#### What is asked:
Write out all the material exactly. Leave nothing out.

---*---

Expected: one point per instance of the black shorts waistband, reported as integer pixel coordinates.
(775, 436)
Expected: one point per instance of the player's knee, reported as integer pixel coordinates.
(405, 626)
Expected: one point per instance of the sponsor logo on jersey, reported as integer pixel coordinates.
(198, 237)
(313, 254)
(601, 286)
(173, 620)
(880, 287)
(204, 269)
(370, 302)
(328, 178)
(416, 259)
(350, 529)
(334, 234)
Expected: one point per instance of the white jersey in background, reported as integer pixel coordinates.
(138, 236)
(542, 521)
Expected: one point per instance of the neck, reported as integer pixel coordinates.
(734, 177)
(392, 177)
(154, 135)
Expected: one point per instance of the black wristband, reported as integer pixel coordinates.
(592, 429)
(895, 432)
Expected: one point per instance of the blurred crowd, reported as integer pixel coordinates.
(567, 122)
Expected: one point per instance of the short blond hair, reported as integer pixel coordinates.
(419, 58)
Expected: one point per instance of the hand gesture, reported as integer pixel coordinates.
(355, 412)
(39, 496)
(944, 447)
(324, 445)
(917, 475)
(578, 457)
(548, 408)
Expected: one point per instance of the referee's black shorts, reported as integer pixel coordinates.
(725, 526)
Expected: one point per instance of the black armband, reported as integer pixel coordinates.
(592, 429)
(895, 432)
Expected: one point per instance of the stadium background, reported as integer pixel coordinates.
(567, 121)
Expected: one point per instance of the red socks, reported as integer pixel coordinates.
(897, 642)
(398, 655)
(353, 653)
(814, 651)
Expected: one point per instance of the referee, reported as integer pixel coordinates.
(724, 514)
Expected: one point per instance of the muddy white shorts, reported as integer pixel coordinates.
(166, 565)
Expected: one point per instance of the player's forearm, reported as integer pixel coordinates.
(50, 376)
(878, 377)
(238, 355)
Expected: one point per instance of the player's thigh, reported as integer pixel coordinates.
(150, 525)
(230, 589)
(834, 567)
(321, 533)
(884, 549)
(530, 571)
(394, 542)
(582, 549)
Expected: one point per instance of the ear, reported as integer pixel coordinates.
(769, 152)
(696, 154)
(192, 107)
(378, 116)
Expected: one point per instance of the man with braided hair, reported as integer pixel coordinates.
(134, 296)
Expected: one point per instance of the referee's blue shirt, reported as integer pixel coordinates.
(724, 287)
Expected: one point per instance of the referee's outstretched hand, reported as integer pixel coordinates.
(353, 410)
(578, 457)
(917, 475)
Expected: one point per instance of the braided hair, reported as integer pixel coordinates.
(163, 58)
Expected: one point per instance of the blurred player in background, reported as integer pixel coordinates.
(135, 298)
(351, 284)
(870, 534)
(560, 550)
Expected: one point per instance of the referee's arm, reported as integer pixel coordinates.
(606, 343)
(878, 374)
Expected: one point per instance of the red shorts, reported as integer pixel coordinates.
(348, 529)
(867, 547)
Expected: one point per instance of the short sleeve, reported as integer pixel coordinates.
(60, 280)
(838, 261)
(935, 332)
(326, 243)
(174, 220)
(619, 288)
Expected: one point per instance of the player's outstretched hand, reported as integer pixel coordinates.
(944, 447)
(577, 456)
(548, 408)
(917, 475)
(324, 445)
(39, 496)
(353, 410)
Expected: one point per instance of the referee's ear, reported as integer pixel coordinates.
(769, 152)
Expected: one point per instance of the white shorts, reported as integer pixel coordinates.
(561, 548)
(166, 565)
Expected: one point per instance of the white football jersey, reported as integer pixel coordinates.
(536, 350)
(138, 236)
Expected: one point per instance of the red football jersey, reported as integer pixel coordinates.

---*---

#### Finished task:
Expected: one point per instance of the black shorts waistband, reported as integer pixel coordinates.
(775, 436)
Expected: one point per instance of the player's knee, reported as integer pixel coordinates.
(405, 626)
Expected: one point per instance of the sponsor logo on jersey, reported as integer pixel coordinates.
(198, 237)
(313, 254)
(601, 286)
(173, 620)
(880, 287)
(204, 269)
(370, 302)
(328, 178)
(416, 259)
(350, 529)
(334, 234)
Expected: one point per instance of the white jersey in background, reported as integer pixel coordinates.
(138, 236)
(542, 521)
Expected: one point per instance of the neck, reported as integer pixel coordinates.
(734, 177)
(392, 177)
(154, 135)
Expected: one point per instance of the black wristband, reported as integer pixel coordinates.
(592, 429)
(895, 432)
Expected: one point per instance of the blurred crowd, reported as integer pixel coordinates.
(567, 122)
Expected: one point per instance of the short blond hair, reported as integer pixel coordinates.
(419, 58)
Expected: one point per instance of the hand gesture, reported as integer pixel coordinates.
(355, 412)
(39, 496)
(944, 447)
(324, 445)
(917, 475)
(578, 457)
(548, 408)
Expected: one point per instance of the referee's black shorts, reported as integer pixel coordinates.
(725, 526)
Expected: one point per instance of the black armband, reported as integer pixel coordinates.
(592, 429)
(895, 432)
Expected: one point per instance of the stadium background, reported as integer pixel coordinates.
(567, 121)
Expected: one point per instance of the red socks, reported as integer pixel coordinates.
(897, 642)
(398, 655)
(353, 653)
(814, 651)
Expected: one point per instance of the referee, reported as integer pixel coordinates.
(724, 514)
Expected: one point per instance of the muddy white shorts, reported as integer pixel coordinates.
(166, 565)
Expected: one point per instance of the player's forearm, reported as integer pixel coordinates.
(50, 376)
(878, 377)
(238, 355)
Expected: one point per instance of the player's thigh, reported as integer pixel coordinates.
(150, 525)
(230, 589)
(834, 567)
(321, 533)
(884, 549)
(530, 571)
(394, 542)
(582, 549)
Expected: one point per instance of the ear, reported as integer pixel coordinates.
(769, 152)
(696, 154)
(192, 107)
(378, 116)
Expected: one point per instance of the man with braided hair, reported as integer pixel coordinates.
(134, 296)
Expected: one point per instance of the referee's blue shirt, reported as integer pixel coordinates.
(724, 287)
Expected: one point per instance of the referee's outstretched hand, reported as integer pixel coordinates.
(353, 410)
(578, 457)
(917, 475)
Expected: one point per instance of the braided hair, reported as integer pixel coordinates.
(163, 58)
Expected: one point per instance of the blurred player in background, reported as integer pixel coordinates.
(135, 298)
(351, 284)
(870, 534)
(560, 550)
Expected: one point per instance of the referee's arm, reported as integer pixel coordinates.
(606, 343)
(878, 374)
Expected: one point per instance of the red shorts, reported as integer pixel coordinates.
(348, 529)
(867, 547)
Expected: one point per instance of the short sleeve, reported as integer pixel coordinates.
(60, 280)
(838, 261)
(935, 332)
(326, 243)
(174, 220)
(619, 288)
Expected: one point per instance of the player's outstretched hand, reported as integer pixel coordinates.
(944, 447)
(577, 456)
(548, 408)
(917, 475)
(324, 445)
(39, 496)
(353, 410)
Expected: one point per instance of the referee's ear, reported as integer pixel coordinates.
(769, 152)
Expected: one point per instance of the white shorts, reported as integer pixel coordinates.
(561, 548)
(166, 565)
Expected: one point per instance of the white football jersey, reported as integer pixel coordinates.
(536, 350)
(138, 236)
Expected: one point per instance of the red football jersey, reported as integer pixel coordinates.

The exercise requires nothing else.